- EXCERTO DA PÁGINA:

++++++++++++++++++++

27.3.12

série de







  





mensagens escritas.




sala




Cada vez mais, os tempos atraiçoados fazem em mim o meu espaço cada vez mais meu. Esta terra, existir, neste espaço, nestas lâmpadas, cada vez mais meus. Caminho. Caminhos, eus. Os tempos, deixados, desleixados, abandonados. A almofada que foi, que já não é. Sei que existi nessa almofada, mas hoje, não sou eu. Não existo mais ali. Comigo, o que deixou de ser, o cessar abrupto dos dias e das coisas. Nas margens dos caminhos, pairam os porquês. Afasto-os com a mesma almofada. Que foi, que já não é. Eus nos cantos, nos tapetes, no regador. Dos frisos dos tectos, pendem os porquês. Afasto-os com as minhas pálpebras fechadas. Não olho, não vejo, não conheço. E o que oiço, nos líquidos destilados das garrafas, é um fantasma. Já não sou eu. Não lhe respondo. Tempo longo, atraiçoado e abandonado, preso na curva do caminho. Desse que não sei. Mas que no peso do tempo, parece meu.








"É engraçado constatar que os egoístas não sabem, nem querem, ficar sozinhos"









Será?
Serás?
Serei?
...E por aí fora?



26.3.12

esticar



O tempo é uma plasticina.

Denso, om cor, com cores, pardo. Pesado. Maleável. Moldável. E existe, sempre. Não desaparece. E, à vezes, distende-se. E é preciso deixá-lo distender. Esticar. Que se estique, que se torne muito grande, esperemos. Esperamos, enquanto percorremos lentamente toda essa massa de plasticina. Porque não há mais nada a fazer. Porque um dia, o tempo há-de ganhar outra forma qualquer.

Deixá-lo passar.



24.3.12

planeta calhau


Não sei de que planeta veio esta história. Sim, uma história.

Mal contada.

E no entanto, substituem-se os calhaus. Como um hábito. O passado quebra-se, apaga-se, desloca-se e deserda-se. (talvez haja algum problema de reconhecimento). Que fotografias são estas?

Esta é uma história mal contada.
Ainda por cima.

Calhau, calhau, atira-te. Não falhes.





"...throw it at your face so you can know how much it hurts..."
Não há memória deste discurso.


20.3.12

sylvia



Sobre  como lá chegou, de alguma forma, para morrer. Eu estava lá. Desta vez, estive. E peguei-lhe, e confortei-a. E vi que não havia nada a fazer, se não esperar, calmamente, junto. Tremia, respirava muito e profundamente. Um inspiração profunda, tentar agarrar uma última molécula de oxigénio. E parou.

++++++++++++++++++++

- OBJETIVO:
Indica se cada afirmação concorda com o excerto acima, respondendo sim ou não e citando as palavras do excerto que o decidem. 1. O tempo é comparado a plasticina. 2. Quem escreve afasta os porquês de olhos abertos. 3. Diz-se que o tempo acaba por desaparecer.

- DADOS FORNECIDOS:

++++++++++++++++++++

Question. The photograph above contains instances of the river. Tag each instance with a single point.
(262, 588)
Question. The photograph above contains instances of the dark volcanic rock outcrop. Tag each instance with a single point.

++++++++++++++++++++

- EM RESPOSTA:
1. Sim: "O tempo é uma plasticina."
2. Não: "Afasto-os com as minhas pálpebras fechadas."
3. Não: "E existe, sempre. Não desaparece."